• _What needs to be done_
State only the number of lines below that contain the string "hillside".

**** Data shown

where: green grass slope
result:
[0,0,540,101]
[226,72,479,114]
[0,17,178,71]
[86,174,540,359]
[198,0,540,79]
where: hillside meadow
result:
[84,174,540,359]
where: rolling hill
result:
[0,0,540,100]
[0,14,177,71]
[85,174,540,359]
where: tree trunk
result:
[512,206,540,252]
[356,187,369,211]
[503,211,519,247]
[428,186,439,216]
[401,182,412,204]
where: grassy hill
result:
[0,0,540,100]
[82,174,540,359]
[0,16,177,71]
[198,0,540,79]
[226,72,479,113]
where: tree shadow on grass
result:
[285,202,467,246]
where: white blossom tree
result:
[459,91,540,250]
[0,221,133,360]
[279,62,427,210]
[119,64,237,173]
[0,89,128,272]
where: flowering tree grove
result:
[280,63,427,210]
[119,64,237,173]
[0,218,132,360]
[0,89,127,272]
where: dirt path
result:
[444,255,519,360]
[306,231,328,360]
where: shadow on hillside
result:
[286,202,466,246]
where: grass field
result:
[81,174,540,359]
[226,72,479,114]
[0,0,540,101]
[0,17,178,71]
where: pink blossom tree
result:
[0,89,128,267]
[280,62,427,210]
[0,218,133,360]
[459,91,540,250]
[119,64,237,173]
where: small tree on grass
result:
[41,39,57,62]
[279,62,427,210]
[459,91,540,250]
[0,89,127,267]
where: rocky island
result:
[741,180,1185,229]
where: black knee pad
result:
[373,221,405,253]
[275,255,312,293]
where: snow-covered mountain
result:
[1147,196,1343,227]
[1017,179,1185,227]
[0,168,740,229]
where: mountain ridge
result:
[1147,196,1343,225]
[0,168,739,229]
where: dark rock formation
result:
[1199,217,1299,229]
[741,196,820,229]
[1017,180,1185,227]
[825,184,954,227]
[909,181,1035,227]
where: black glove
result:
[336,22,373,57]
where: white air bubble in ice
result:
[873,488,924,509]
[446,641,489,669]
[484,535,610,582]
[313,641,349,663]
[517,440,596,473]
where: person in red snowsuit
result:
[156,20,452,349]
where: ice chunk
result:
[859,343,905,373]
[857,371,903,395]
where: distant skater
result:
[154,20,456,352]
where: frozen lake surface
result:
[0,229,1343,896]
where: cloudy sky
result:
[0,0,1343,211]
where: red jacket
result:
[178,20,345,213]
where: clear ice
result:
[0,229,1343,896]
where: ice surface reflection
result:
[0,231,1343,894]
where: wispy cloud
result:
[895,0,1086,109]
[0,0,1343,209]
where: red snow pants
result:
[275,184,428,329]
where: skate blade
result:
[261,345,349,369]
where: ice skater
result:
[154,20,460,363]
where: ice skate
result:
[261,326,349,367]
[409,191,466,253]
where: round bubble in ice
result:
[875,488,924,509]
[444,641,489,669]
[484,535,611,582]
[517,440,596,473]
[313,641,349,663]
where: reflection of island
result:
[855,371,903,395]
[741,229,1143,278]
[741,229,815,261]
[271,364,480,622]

********

• _Exercise result_
2